■ Required actions
1. In the post on working while raising a child with T1D, edit the part that opens with the words containing "I know that" and closes with "parents will too." by replacing "parents" with "families".
2. In the post on working while raising a child with T1D, what job did the writer hold outside the home when Alyse was diagnosed?

■ Selected text
- - - - - - -
Monday, April 22, 2013

Working while raising a child with T1D

When a child is diagnosed with type 1 diabetes the world that the child and their family once knew seems as though it will never exist again. Parents of a T1D tend to miss work more often because the main focus for the parents now is to make sure that their children are happy, healthy, and safe. The Family Medical Leave Act (FMLA) becomes a crucial part of the parents work routine as they have an increased need for time off work to become educated on this new lifestyle which includes daily blood sugar checks and insulin injections, recurring education classes, quarterly endocrine appointments, staying home with their child during sick days, and extra meetings with school staff to make sure their child's diabetes is managed well.
My daughter, Alyse, was two and a half years old when she was diagnosed with T1D. That was six years ago and at that time I was working outside the home as a Prescription Benefit Manager. I was very thankful for FMLA because I had become the primary caretaker of my child when it came to her diabetes. After her diagnosis, I had to take time off from work in order to teach other family members how to manage Aly’s blood sugars and insulin doses. I continued to work outside the home while using the FMLA benefit for three years until I made the decision that it would be better for her care and my sanity to stay at home. At home, I could be more readily available to go to her school when needed, take phone calls from the school nurse, make appointments at her school with the staff to discuss diabetes care, attend her endocrine appointments without feeling like I was letting my employer down. I could now explore my newfound passion of diabetes education and advocacy.
A year after my decision to stay home, I decided to open up an in-home childcare that would specialize in children diagnosed with T1D. At that time, I also began my second career as a diabetes advocate. When I started "Hope for Aly" (our diabetes education effort), I never expected to learn as much about T1D as I have to date and continue to learn daily. I now have my “9-5” job providing in-home childcare but also get to have my passion/hobby of diabetes education as a second career on the weekends. I am currently working as a Glu Ambassador to helping to spread the word about this diabetes support community which also helps to support research all from the comfort of your own home. I’m also looking into starting a non-profit in the Kansas City community that will focus on T1D support, education, and advocacy.
I know that parents who have a child diagnosed with T1D will be able to juggle everything from family, career, to sanity. I do, thousands of other parents do it, and newly diagnosed parents will too.
- - - - - - -
[Stored data entries]
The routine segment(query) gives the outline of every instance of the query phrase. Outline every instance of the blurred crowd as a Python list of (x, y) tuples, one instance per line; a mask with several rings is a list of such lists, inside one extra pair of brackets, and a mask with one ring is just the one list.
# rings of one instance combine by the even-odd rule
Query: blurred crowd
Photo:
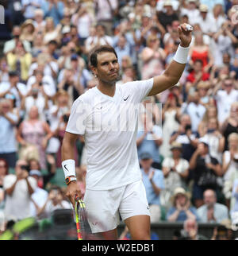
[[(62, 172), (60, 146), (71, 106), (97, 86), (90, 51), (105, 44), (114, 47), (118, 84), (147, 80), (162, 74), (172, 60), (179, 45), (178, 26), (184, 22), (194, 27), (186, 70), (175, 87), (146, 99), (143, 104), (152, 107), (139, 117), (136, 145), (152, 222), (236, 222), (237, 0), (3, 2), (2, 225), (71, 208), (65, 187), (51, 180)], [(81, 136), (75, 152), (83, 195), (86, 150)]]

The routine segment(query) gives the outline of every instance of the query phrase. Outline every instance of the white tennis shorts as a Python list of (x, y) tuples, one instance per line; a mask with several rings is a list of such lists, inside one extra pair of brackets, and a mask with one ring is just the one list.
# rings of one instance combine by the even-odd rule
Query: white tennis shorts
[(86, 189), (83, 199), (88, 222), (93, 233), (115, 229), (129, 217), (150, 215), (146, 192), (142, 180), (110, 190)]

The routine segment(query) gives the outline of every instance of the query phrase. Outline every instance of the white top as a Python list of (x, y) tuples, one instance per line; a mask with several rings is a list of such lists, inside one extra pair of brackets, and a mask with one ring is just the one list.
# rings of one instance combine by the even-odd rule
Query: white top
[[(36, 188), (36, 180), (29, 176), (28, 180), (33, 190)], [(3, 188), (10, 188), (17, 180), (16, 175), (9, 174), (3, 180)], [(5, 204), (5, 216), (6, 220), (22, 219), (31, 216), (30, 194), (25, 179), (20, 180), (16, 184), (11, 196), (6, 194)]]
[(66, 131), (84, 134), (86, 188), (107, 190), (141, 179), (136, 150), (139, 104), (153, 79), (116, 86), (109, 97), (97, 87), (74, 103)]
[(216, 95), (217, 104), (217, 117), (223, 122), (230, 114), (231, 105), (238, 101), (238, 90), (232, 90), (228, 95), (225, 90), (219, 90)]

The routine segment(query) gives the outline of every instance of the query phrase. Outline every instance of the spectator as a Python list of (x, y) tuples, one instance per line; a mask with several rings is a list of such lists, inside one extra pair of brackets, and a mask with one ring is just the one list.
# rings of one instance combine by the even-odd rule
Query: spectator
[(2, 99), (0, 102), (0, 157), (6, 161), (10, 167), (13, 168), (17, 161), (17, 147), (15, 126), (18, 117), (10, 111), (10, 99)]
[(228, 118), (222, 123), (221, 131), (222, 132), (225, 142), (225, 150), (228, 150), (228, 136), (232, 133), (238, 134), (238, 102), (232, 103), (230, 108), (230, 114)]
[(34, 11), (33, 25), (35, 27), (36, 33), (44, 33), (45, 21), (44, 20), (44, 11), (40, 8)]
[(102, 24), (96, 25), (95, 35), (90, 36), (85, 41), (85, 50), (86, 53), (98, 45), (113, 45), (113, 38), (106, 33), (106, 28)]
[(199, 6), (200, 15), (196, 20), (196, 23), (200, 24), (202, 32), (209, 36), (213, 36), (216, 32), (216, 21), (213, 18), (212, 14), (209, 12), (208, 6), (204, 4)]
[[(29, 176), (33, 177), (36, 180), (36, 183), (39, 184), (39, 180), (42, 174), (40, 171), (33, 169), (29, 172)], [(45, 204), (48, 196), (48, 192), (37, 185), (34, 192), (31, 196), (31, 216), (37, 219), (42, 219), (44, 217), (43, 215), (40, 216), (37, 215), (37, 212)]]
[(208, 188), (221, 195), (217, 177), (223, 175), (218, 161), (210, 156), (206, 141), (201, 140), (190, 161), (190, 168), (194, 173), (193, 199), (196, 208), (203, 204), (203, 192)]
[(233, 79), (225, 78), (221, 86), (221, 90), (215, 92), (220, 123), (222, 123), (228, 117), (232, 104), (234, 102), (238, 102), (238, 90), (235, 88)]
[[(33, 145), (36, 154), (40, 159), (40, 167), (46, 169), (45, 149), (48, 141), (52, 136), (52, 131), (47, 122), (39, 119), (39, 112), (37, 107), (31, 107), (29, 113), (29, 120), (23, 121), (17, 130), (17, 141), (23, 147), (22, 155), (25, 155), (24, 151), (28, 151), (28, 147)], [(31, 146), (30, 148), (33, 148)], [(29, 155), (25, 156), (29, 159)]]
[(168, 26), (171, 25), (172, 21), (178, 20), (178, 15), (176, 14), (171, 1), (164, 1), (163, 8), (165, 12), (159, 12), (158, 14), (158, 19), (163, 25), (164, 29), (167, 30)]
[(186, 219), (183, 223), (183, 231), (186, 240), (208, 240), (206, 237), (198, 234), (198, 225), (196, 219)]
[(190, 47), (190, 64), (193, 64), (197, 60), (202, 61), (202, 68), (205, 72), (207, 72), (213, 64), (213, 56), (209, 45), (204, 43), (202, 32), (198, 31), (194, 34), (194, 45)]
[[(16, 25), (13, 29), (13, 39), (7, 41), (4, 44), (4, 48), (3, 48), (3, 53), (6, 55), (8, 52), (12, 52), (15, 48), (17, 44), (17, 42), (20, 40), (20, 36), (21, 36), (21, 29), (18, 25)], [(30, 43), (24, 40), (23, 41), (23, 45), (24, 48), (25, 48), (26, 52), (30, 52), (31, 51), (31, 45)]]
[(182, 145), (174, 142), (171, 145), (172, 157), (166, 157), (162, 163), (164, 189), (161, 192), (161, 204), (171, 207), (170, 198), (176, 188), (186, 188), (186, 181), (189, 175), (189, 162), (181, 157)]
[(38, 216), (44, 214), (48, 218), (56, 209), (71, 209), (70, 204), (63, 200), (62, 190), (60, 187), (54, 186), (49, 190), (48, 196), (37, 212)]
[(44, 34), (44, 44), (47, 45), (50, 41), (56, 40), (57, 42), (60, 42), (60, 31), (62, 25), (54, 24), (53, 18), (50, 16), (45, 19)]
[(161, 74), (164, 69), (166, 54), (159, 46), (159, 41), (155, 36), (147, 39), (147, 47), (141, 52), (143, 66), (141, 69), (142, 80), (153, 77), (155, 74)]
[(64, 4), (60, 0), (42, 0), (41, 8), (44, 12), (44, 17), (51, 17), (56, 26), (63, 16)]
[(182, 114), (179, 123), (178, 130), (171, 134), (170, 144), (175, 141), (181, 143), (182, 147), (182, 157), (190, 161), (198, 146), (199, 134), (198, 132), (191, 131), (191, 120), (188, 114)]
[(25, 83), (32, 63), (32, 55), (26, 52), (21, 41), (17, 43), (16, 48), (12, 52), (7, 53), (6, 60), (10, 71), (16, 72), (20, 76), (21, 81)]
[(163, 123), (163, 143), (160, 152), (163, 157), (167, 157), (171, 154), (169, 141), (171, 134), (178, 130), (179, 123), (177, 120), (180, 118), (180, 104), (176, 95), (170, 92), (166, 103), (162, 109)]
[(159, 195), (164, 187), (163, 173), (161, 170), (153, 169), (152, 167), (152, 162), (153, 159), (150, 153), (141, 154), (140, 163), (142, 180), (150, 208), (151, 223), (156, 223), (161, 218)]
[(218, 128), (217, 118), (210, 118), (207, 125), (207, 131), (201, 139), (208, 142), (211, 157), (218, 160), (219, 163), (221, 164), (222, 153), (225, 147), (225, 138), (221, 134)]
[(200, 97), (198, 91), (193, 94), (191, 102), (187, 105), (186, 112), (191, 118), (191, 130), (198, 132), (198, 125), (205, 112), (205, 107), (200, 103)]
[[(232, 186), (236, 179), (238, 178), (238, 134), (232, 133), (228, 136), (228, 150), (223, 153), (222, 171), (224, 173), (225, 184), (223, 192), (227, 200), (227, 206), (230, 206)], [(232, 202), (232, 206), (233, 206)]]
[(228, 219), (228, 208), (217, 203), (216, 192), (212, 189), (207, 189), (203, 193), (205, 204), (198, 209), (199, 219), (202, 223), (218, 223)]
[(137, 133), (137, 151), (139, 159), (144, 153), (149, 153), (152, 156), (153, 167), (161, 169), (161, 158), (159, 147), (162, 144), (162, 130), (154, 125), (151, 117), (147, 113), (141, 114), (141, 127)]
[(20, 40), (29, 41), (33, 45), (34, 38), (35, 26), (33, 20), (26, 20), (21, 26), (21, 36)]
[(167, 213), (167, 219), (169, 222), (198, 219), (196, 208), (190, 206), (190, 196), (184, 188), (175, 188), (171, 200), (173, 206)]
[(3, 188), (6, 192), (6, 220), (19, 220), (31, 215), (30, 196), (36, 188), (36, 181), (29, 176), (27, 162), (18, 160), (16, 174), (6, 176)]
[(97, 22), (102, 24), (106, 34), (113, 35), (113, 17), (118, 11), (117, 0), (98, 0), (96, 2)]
- - - - - - -
■ Results for the exercise
1.
I know that families who have a child diagnosed with T1D will be able to juggle everything from family, career, to sanity. I do, thousands of other families do it, and newly diagnosed families will too.

2. Prescription Benefit Manager